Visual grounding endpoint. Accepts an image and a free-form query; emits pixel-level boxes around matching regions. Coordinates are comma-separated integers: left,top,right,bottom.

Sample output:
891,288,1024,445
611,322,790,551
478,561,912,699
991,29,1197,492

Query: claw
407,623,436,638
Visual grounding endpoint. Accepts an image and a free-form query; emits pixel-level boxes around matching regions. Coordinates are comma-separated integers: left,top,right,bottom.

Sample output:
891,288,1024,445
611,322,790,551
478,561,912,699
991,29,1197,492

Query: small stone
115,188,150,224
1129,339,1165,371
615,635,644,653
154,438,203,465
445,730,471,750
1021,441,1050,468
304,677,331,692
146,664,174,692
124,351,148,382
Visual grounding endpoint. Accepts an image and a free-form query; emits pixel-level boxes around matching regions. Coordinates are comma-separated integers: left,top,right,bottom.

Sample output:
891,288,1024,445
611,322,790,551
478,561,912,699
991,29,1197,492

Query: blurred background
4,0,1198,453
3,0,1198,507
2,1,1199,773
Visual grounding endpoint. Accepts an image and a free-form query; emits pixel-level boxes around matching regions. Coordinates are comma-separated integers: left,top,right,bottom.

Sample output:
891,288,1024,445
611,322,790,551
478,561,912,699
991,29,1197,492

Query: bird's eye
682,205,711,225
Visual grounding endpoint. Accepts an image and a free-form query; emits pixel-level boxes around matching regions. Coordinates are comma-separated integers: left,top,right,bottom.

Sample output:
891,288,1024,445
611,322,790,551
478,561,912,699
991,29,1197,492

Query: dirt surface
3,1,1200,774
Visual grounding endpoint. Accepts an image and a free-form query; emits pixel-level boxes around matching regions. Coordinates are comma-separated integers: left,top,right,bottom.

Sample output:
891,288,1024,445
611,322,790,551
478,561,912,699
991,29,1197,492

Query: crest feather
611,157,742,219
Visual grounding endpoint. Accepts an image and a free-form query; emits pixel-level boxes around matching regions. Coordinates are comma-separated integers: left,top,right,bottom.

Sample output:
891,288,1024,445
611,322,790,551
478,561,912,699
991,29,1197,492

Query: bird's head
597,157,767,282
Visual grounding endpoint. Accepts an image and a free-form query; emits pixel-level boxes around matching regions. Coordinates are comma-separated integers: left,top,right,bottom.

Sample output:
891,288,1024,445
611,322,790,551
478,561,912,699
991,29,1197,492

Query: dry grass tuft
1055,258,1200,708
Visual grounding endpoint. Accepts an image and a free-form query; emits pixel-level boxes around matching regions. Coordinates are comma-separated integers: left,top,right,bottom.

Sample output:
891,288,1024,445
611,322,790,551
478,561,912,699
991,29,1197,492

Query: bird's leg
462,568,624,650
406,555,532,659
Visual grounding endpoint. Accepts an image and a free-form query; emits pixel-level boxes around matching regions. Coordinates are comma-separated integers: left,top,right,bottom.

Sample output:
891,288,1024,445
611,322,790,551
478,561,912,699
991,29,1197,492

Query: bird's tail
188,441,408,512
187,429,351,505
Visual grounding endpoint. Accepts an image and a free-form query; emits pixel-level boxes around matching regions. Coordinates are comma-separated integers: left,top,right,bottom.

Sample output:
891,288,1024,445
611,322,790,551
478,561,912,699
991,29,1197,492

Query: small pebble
● ● ● ● ● ● ●
- Problem: Nothing should be missing: every line above must be reproduced exactly.

- Response box:
Visual grounding endpoint. Accepts an image and a free-form query; emits pixel-level boxes around matching regions. Coordinates are comma-separated integers: left,top,right,bottom.

Sample output:
891,288,1024,445
611,322,790,551
478,561,912,699
991,29,1197,492

Query: claw
407,623,436,638
Visual grounding endpoint. Accepts an image and a free-form query; emits pixel-level boxes around matching regions. Coordinates are comma-separated integers: left,top,right,bottom.

Sample output:
891,288,1024,445
611,322,790,551
478,561,912,699
991,29,1197,492

Query: small stone
115,188,150,224
1129,339,1165,371
615,635,644,653
154,438,203,465
445,730,471,750
1021,441,1050,468
304,677,331,692
146,664,174,692
124,351,148,382
Visual grounding endpoint. Accepts an image and a free-form query; emits pixel-level boxes around matching regions. Coordinates are comma-separated integers: left,top,right,bottom.

Sample output:
891,288,1024,445
611,322,790,551
478,561,912,699
991,29,1197,492

Query: blurred background
4,0,1198,453
3,0,1198,507
2,1,1199,773
Visual grounding endpoint. Accepts an image and a free-form query; emits pixel-level boxes around matching regions. Coordinates are comma-separated integers: left,top,right,bottom.

Sample output:
891,288,1024,445
611,322,790,551
478,561,912,699
991,29,1197,492

Query: bird's eye
682,205,711,225
Visual grounding endpoint. Accepts an image and a free-form query; emits pixel-level boxes around matching regions. Coordinates are comma-separated integers: left,top,right,bottom.

Sample output:
891,288,1024,445
611,322,790,551
478,561,912,699
991,29,1197,492

Query: dirt surface
3,1,1200,774
Visual grounding endpoint. Accepts an image and a free-form query; emits pixel-level boxes around matching regions. Coordinates are comma-separated integers: left,top,right,bottom.

Sample output:
891,288,1024,445
611,322,790,551
478,561,912,699
991,29,1197,492

Query: crest feather
611,157,742,219
Visual grounding endpoint. Accepts an image and a free-form query; emits pixel-level boxes around matching regions. Coordinates are comma-separated integers: left,top,right,bottom.

Sample output:
891,288,1024,445
611,322,790,551
478,561,912,699
991,29,1197,492

Query: bird's head
597,157,767,282
Visual grounding endpoint. Accepts an image and a free-form query; emits pixel-level boxes around matching regions. Coordinates are comma-separated integers: left,top,right,bottom.

Sample output:
891,288,1024,445
611,322,790,551
478,561,912,699
991,29,1197,492

Query: dry grass tuft
1055,258,1200,708
Visual grounding endpoint. Accepts an image and a free-form query; emits pixel-level boxes around matching regions. Coordinates are comma-separated integers: left,top,right,bottom.

Sample output:
891,288,1024,445
611,322,790,551
478,561,912,699
991,29,1197,492

Query: bird's leg
462,568,624,650
406,555,532,659
Visual grounding endpoint. Accepts an image and a free-form query; emits pixel-level boxes around matching regions. Coordinates are comma-separated integers: left,top,right,bottom.

Sample output:
891,288,1024,445
611,322,790,551
478,561,912,699
991,29,1197,492

Query: bird's tail
188,441,408,512
187,429,351,505
Visual grounding endpoint. Accepts an image and a free-form query; emits pixel-level boxes around matching regions. Coordinates are comma-separated integers: left,top,right,bottom.

Sample output:
891,288,1024,445
611,322,790,551
478,561,912,699
991,29,1197,492

Query: small pebble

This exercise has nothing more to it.